EXERCISE TEXT below:
As part of our approach to continuous improvement we have already published an evaluation of the Wellbeing Fund and have commissioned a similar evaluation of our Supporting Communities Fund.
On behalf of the Scottish Leaders Forum Action Group on Child Poverty, the Scottish Government also commissioned and published a review of local learning during the pandemic. This review focused specifically on the priority attached to child poverty, how local governance has adapted in the face of COVID, future priorities identified and lessons which have been learned.
Our response to the Social Renewal Advisory Board, published in March, highlights our commitment to responding positively to their recommendation including through the Local Governance Review, Place Based Investment Programme and Empowering Communities Programme. It also notes our intention to initiate a full review of the Scottish Welfare Fund in the first year of the new parliament, ensuring that this key investment best supports the people who need it.
We will continue to work with our partners, including in COSLA, Public Health Scotland and the third sector, to identify how we can support and embed positive changes made as a result of the crisis.
No One Left Behind, our strategy for placing people at the centre of the design and delivery of employability services, promotes a strengthened partnership approach where the spheres of government work more collaboratively with third and private sector to identify local needs and make informed, evidence-based decisions, flexing these to meet emerging labour market demands.
Taking the Scottish Approach to Service Design, we aim to co-produce a national framework which establishes an all age employability system that is person centred, more joined up, flexible and responsive to individual needs.
Through No One Left Behind Lived Experienced Panels, we are engaging with service users to co-design a set of national service elements which enable partners to develop and deliver services that address user needs and ensure the user voice is central to the design of future employability support.
We are undertaking primary research later this summer to understand the views and experiences of low income households with regard to the nature and extent of pandemic support they received. This research will aim to understand how much people understood about the support they received, whether any particular mechanisms were more stigmatising than others and whether they felt there were big gaps in support.
There are two phases to moving beyond Covid: the support phase and the recovery phase. Different policies are needed for each and the Scottish Government must now carefully consider what policies are need for the next phase. For example, how support currently provided through the self-isolation grant will continue to be developed.
End of EXERCISE TEXT.
ENTRIES SHOWN below:
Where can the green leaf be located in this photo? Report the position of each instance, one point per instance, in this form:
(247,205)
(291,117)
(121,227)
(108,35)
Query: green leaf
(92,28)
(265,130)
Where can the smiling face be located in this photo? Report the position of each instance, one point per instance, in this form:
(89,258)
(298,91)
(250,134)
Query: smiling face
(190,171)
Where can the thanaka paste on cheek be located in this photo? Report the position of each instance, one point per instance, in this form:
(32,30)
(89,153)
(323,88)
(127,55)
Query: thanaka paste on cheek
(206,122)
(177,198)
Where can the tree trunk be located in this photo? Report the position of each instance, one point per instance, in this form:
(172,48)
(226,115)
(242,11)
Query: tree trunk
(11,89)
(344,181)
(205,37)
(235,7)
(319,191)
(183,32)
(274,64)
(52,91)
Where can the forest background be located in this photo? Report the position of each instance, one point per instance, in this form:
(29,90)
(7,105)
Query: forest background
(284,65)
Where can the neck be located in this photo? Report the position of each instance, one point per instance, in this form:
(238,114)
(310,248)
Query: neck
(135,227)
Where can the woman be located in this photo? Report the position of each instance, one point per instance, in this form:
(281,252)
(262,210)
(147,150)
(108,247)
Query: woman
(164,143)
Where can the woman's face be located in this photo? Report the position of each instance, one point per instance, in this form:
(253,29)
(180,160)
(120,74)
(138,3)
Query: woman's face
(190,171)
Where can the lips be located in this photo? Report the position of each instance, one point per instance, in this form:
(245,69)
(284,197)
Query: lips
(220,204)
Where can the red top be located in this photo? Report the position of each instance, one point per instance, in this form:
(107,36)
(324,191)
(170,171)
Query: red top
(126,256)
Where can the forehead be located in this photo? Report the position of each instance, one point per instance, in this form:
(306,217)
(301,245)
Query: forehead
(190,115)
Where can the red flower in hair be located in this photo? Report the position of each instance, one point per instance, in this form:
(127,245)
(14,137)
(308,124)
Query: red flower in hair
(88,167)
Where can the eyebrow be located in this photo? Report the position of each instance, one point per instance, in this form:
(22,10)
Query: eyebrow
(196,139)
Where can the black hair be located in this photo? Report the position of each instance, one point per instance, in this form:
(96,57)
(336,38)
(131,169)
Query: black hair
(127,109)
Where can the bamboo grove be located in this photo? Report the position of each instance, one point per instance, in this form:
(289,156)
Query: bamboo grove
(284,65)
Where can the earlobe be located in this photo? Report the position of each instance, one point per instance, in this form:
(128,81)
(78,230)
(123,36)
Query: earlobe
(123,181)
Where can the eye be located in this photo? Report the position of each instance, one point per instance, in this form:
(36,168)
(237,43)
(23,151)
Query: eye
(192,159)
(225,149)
End of ENTRIES SHOWN.
GOAL OF THE EXERCISE
Pick up the Scottish Government text on pandemic support and recovery above and continue it after its last sentence.

ANSWER TO THE PROBLEM
The Deputy First Minister has already convened a Covid Recovery Round table - to secure the momentum we will need to progress this work, and a Cross-party group on Covid Recovery - which will provide an opportunity to listen carefully to the views of politicians from opposition parties, and to make sure that they can be as influential as possible in the formulation of the national response to the challenge of COVID. We’ll also replace the current coronavirus legislation - removing parts and powers which are no longer necessary, whilst ensuring we can manage any upsurge in the virus.
The Scottish Government accepts the need for a phased approach to economic recovery from COVID. So far, as part of the responsive phase, SG has invested £3.6 billion directly to support jobs, businesses and productive capacity in our economy – more than a third of total COVID-19 funding.
The COVID-19 pandemic gives us the opportunity to design an economic recovery that works for all of Scotland’s people. It is crucial that we do not simply to go back to how things were, but instead address with a renewed impetus many of the deep seated challenges our country faces – building a greener, fairer and stronger, inclusive and resilient wellbeing economy for Scotland.
There are already a number of actions and commitments in support of the recovery phase which are relevant here: for example, working closely with the Equality & Human Rights Commission to ensure that our city deals and growth deals target improvements in outcomes for under-represented, disadvantaged and deprived communities, and prioritising action to address workplace barriers including for people from minority ethnic backgrounds, disabled people, women and older workers.
In relation to the Self-Isolation Support Grant, we have close working relationships with colleagues in Health, CoSLA, Local Authorities and the Scottish Public Services Ombudsman, to ensure that the Grant can quickly respond to changing priorities and approaches to tackle the virus. For example, on 16 May the National Incident Management Team recommended changes to the Covid testing and contact tracing approach, which mean secondary contacts will be asked to self-isolate in certain high-risk contexts. We were able to implement the necessary changes to the SISG to facilitate this quickly in Glasgow.
For reasons of expediency, most of the additional funding made available during the pandemic has been channelled through local authority discretionary funding rather than Social Security Scotland. Discretionary payments are being used to plug gaps in national entitlement provision. Discretionary payments play an important role in addressing temporary short-term need or temporary gaps in provision but national entitlements should be available for longer-term need.
Where appropriate, the Scottish Government should consider whether financial assistance can be provided, to those in need, through social security entitlements. It is the view of the Committee that unless there are strong reasons not to, taking a rights-based approach to social security should mean delivery as a national entitlement.
The Committee acknowledges the important role for local discretionary payments which can be distributed quickly and used flexibly to plug emergency or temporary gaps. When national entitlements, such as the Self-Isolation Support Grant, are delivered locally, accompanying guidance must be clear to ensure consistency and transparency around entitlement.
As new benefits are rolled-out in Scotland, the Scottish Government must consider the balance between national and local delivery of benefits and entitlements to assess whether it continues to meet the needs of those seeking support and ensure that a rights-based approach to social security is maintained.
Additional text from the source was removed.